**ACTIVITY**
In the entries that follow, the first line to write out is the one containing "lake for me thx", and the last is the one containing "marking for me thx". Reproduce that stretch exactly, with nothing before or after it.

**PROVIDED MATERIAL**
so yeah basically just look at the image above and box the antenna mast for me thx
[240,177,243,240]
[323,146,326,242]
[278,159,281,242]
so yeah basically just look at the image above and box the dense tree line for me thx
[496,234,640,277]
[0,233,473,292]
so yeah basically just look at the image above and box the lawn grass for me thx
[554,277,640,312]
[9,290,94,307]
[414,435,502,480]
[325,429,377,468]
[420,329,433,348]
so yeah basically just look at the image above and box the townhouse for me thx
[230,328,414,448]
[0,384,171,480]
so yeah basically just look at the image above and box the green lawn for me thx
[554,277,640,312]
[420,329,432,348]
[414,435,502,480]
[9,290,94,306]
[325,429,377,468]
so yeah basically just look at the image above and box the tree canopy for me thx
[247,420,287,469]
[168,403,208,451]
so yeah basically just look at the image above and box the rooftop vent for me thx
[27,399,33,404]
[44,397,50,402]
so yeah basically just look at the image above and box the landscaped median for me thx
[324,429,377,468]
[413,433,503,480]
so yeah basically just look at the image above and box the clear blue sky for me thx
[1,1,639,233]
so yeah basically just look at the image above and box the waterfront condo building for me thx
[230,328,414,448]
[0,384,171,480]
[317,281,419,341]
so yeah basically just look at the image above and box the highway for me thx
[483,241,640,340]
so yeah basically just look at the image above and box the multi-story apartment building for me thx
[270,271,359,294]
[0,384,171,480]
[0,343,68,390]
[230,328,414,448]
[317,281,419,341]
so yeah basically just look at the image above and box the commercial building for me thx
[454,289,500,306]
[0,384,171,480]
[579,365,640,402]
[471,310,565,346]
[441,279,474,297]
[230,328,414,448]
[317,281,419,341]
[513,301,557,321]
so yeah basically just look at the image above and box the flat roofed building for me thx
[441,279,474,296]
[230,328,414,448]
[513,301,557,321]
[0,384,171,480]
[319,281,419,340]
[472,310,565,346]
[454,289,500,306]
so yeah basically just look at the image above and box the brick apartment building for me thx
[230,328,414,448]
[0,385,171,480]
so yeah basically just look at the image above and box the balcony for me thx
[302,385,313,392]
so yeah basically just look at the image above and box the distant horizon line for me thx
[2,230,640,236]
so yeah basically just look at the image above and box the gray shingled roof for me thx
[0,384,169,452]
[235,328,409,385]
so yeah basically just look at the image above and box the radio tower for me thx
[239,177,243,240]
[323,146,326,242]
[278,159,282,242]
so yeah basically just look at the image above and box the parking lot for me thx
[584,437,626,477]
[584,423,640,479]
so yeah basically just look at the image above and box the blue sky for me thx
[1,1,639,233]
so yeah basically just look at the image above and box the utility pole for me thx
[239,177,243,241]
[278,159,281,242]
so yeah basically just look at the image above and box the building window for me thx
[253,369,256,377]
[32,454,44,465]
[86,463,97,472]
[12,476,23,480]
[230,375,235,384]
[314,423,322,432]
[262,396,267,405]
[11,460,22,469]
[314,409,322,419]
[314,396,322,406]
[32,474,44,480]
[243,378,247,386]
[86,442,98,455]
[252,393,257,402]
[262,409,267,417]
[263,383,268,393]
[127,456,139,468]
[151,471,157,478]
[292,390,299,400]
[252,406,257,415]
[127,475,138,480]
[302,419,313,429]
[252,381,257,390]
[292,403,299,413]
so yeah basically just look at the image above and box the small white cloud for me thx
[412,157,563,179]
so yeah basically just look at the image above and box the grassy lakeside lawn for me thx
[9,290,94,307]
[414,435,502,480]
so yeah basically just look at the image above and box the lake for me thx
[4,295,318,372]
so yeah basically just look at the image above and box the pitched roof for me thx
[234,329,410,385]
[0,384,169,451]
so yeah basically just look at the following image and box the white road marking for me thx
...
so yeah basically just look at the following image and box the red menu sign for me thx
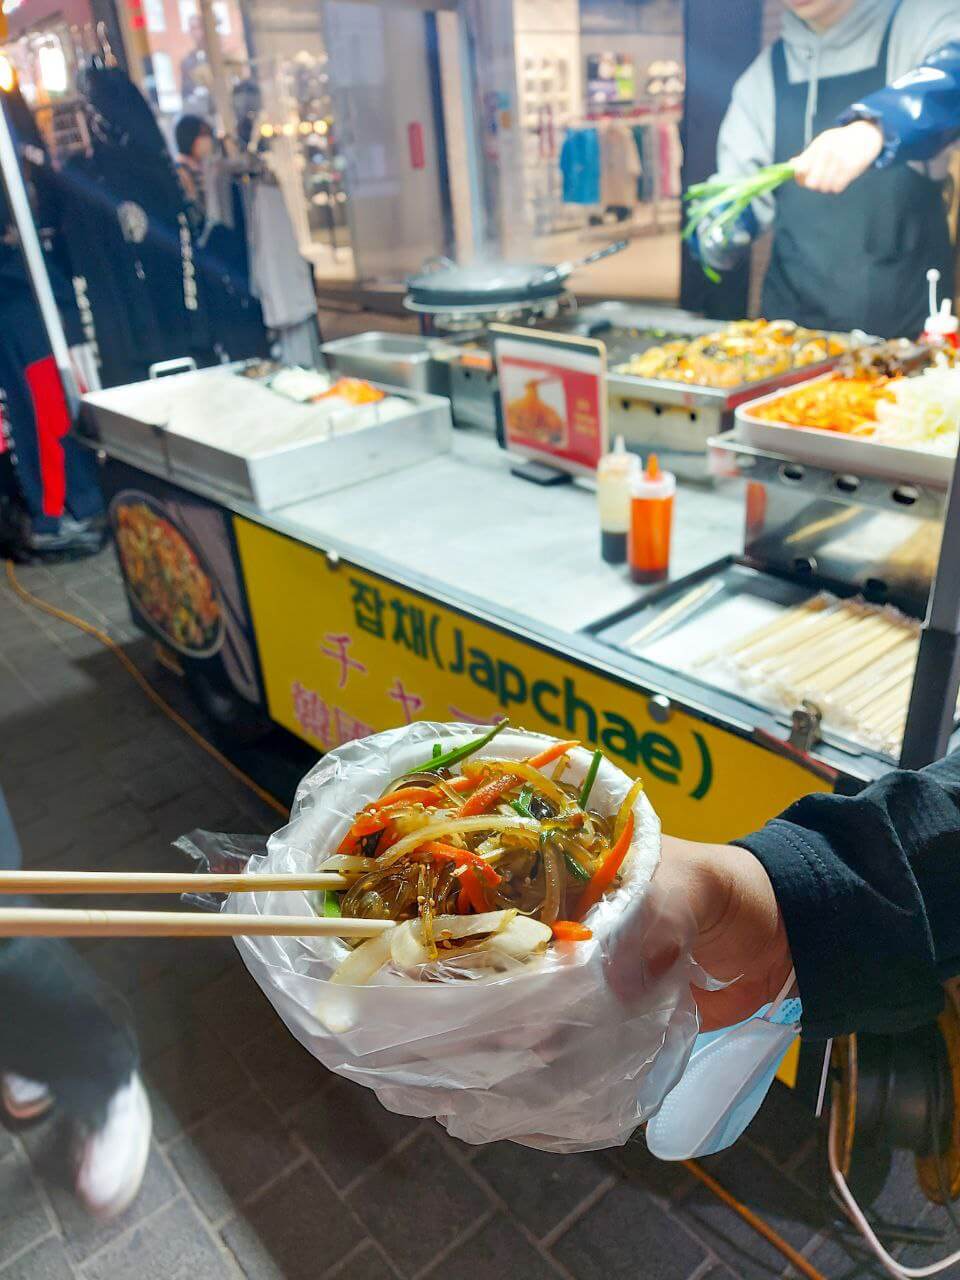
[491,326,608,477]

**SOLUTION FOR THIS TASK**
so yeah basically just look at the image above and box the lake for me thx
[4,295,318,372]
so yeah basically just look at the image above and box the pitched roof for me thx
[234,329,410,385]
[0,384,169,451]
so yeah basically just look at the following image and box the white road marking for me thx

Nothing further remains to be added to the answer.